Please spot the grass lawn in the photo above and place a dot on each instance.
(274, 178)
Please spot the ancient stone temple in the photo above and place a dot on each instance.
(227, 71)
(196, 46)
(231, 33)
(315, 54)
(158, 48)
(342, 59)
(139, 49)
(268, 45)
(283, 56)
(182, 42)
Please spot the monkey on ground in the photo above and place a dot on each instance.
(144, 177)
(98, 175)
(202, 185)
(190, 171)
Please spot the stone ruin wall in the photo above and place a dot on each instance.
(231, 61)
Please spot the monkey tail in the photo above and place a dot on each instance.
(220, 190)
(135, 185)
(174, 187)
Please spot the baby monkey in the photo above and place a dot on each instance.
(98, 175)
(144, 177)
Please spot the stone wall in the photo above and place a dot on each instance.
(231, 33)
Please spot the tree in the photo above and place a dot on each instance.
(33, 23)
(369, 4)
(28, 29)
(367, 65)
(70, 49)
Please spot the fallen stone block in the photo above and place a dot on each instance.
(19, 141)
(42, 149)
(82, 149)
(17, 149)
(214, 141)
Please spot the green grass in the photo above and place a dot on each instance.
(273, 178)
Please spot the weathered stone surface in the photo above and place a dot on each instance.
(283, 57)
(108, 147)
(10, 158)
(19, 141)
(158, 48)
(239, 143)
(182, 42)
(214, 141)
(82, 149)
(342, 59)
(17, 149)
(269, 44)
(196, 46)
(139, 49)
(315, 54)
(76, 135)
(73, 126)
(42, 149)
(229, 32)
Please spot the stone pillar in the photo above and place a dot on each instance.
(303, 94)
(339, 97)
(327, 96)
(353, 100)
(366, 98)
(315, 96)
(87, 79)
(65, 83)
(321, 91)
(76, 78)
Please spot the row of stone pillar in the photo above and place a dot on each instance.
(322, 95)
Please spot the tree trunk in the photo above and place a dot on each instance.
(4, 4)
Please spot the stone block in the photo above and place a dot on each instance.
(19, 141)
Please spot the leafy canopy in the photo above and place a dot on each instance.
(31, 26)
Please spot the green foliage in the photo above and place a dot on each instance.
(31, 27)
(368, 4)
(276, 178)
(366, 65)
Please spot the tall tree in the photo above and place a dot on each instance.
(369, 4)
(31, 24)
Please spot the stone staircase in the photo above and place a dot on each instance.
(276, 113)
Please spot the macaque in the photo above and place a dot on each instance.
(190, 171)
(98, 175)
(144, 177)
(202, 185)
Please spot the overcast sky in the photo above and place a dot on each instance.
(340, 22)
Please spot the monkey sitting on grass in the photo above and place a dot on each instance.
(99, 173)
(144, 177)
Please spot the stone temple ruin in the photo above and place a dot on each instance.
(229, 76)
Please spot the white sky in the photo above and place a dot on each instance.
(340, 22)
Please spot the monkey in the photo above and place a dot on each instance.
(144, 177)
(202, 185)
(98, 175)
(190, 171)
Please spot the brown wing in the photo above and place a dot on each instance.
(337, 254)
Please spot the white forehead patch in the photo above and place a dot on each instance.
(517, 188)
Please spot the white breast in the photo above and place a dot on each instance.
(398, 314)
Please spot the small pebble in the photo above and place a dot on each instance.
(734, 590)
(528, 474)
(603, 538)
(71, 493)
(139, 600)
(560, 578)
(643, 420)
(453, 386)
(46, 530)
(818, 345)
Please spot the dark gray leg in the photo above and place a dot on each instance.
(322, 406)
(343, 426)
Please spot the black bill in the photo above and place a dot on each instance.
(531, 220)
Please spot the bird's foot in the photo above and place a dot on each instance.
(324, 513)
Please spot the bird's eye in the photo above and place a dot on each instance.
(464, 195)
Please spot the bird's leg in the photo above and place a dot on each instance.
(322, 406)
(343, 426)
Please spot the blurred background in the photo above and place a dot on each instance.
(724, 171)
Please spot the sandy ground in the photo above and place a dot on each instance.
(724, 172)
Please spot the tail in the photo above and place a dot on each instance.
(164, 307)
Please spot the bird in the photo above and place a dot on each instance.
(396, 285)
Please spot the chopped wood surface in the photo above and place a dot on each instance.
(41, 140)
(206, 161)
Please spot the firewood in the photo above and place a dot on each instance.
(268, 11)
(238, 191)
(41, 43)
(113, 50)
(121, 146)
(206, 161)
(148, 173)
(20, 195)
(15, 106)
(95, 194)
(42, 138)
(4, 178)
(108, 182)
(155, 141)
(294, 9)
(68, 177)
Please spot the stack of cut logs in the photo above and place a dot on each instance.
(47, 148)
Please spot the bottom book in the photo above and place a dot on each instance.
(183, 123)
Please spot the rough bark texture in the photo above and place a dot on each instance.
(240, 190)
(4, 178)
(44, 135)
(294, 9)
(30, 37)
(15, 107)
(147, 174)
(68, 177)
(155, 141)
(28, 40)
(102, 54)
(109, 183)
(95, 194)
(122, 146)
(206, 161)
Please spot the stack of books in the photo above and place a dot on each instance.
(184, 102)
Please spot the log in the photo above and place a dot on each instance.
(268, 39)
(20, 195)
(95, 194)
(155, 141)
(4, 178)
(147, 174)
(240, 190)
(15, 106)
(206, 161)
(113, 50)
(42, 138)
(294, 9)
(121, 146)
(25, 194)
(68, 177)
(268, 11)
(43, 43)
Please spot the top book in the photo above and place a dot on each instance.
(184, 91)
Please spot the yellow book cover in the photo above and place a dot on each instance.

Aim
Every entry should be output exactly as written, please.

Solution for this task
Please spot the grass lawn in the photo above and place a dot on each instance.
(274, 178)
Please spot the ancient stone temple in the photo above and place a dot on each instance.
(227, 71)
(196, 46)
(231, 33)
(315, 54)
(158, 48)
(342, 59)
(139, 49)
(268, 45)
(283, 56)
(182, 42)
Please spot the monkey on ground in the photo above and place a dot on each instance.
(144, 177)
(98, 175)
(202, 185)
(190, 171)
Please spot the stone ruin wall in the photo above and place a dot on each instance.
(231, 61)
Please spot the monkey tail in the photo above and place a dot on each instance.
(220, 190)
(135, 185)
(174, 187)
Please spot the baby monkey in the photo above and place a dot on each instance.
(98, 175)
(144, 177)
Please spot the stone wall in the photo above and place a dot on each instance.
(231, 33)
Please spot the tree in the photo above and place a dot on each instance.
(33, 23)
(369, 4)
(28, 29)
(367, 65)
(70, 49)
Please spot the fallen stone block in the photo above and place a dot on each instance.
(19, 141)
(42, 149)
(82, 149)
(17, 149)
(214, 141)
Please spot the green grass in the photo above and place a dot on each instance.
(273, 178)
Please spot the weathered stone surface in the photo above and place a dot on each instance.
(283, 57)
(108, 147)
(10, 158)
(19, 141)
(158, 48)
(239, 143)
(182, 42)
(214, 141)
(82, 149)
(342, 59)
(17, 149)
(269, 44)
(196, 46)
(139, 49)
(315, 54)
(76, 135)
(73, 126)
(42, 149)
(229, 32)
Please spot the stone pillar in the photo above and place a dot on each instance.
(303, 94)
(339, 97)
(327, 96)
(353, 100)
(366, 98)
(315, 96)
(87, 79)
(65, 83)
(321, 91)
(76, 78)
Please spot the row of stone pillar in the photo above and place a dot on each instance.
(322, 95)
Please spot the tree trunk in the photo above and place a dot on each instance.
(4, 4)
Please spot the stone block in the photo above and place a dot on each instance.
(19, 141)
Please spot the leafy canopy in the photo above and place a dot on each instance.
(31, 26)
Please spot the green foliage in the photo above and place a dot on each instance.
(31, 27)
(368, 4)
(276, 178)
(366, 65)
Please spot the tall tree in the photo above and place a dot on each instance.
(369, 4)
(31, 24)
Please spot the stone staircase in the photo above and place a dot on each instance.
(276, 113)
Please spot the macaque in the photo above and place a dot on each instance.
(190, 171)
(98, 175)
(144, 177)
(202, 185)
Please spot the overcast sky in the photo above and place a dot on each instance.
(340, 22)
Please spot the monkey sitting on grass in the photo above and place a dot on each instance.
(99, 173)
(144, 177)
Please spot the stone temple ruin in the photo above and place a dot on each instance.
(229, 76)
Please spot the white sky in the photo above and place a dot on each instance.
(340, 22)
Please spot the monkey in the photo above and place a dot on each instance.
(144, 177)
(202, 185)
(98, 175)
(190, 171)
Please spot the brown wing in the photo above and place a dot on each instance.
(337, 254)
Please spot the white forehead patch in the photo above and place a dot on each instance.
(517, 188)
Please spot the white breast in the photo above and place a dot on each instance.
(398, 314)
Please spot the small pebble in the photo above and place a dot on each instance.
(734, 590)
(528, 474)
(603, 538)
(71, 493)
(139, 600)
(560, 578)
(643, 420)
(453, 386)
(46, 530)
(818, 345)
Please spot the dark gray leg in the photo above and place a dot on each instance.
(322, 406)
(343, 426)
Please spot the black bill in the photo above and place a dot on each instance.
(531, 220)
Please spot the bird's foot in the photo above and place a dot on each instance.
(324, 513)
Please spot the bird's eye in the photo above and place a dot on each instance.
(464, 195)
Please spot the bird's leg in the photo above and place a dot on each instance.
(322, 406)
(343, 426)
Please spot the blurred background in the photo above and place a dot on each instance.
(724, 171)
Please spot the sandy ground in the photo above and place a dot on each instance.
(724, 172)
Please spot the tail in the photo above and place a dot on each instance.
(164, 307)
Please spot the bird in the photo above and place a dot on each instance.
(396, 285)
Please spot the chopped wood surface in the photo above and place a dot on each instance.
(41, 140)
(206, 161)
Please spot the firewood in the photo above and place a dot on each instance.
(268, 11)
(238, 191)
(41, 43)
(113, 50)
(121, 146)
(206, 161)
(148, 173)
(20, 195)
(15, 106)
(95, 194)
(42, 138)
(4, 178)
(108, 182)
(155, 141)
(294, 9)
(68, 177)
Please spot the stack of cut logs in the photo above and place a dot on each instance.
(47, 148)
Please spot the bottom book in the photo above and place a dot on each instance.
(183, 123)
Please spot the rough bark texture in the photo above and place a dot on each instance.
(240, 190)
(4, 178)
(44, 135)
(294, 9)
(30, 37)
(15, 107)
(147, 174)
(68, 177)
(155, 141)
(28, 40)
(102, 54)
(109, 183)
(95, 194)
(122, 146)
(206, 161)
Please spot the stack of books in the photo above and place a dot on each instance.
(184, 102)
Please spot the log in the photo above and place a dot on each instance.
(268, 39)
(20, 195)
(95, 194)
(155, 141)
(4, 178)
(147, 174)
(240, 190)
(15, 106)
(206, 161)
(113, 50)
(42, 138)
(294, 9)
(121, 146)
(25, 194)
(68, 177)
(268, 11)
(43, 43)
Please spot the top book in the photo above and place a dot on each instance.
(184, 91)
Please spot the yellow book cover in the photo above and place a dot on each instance.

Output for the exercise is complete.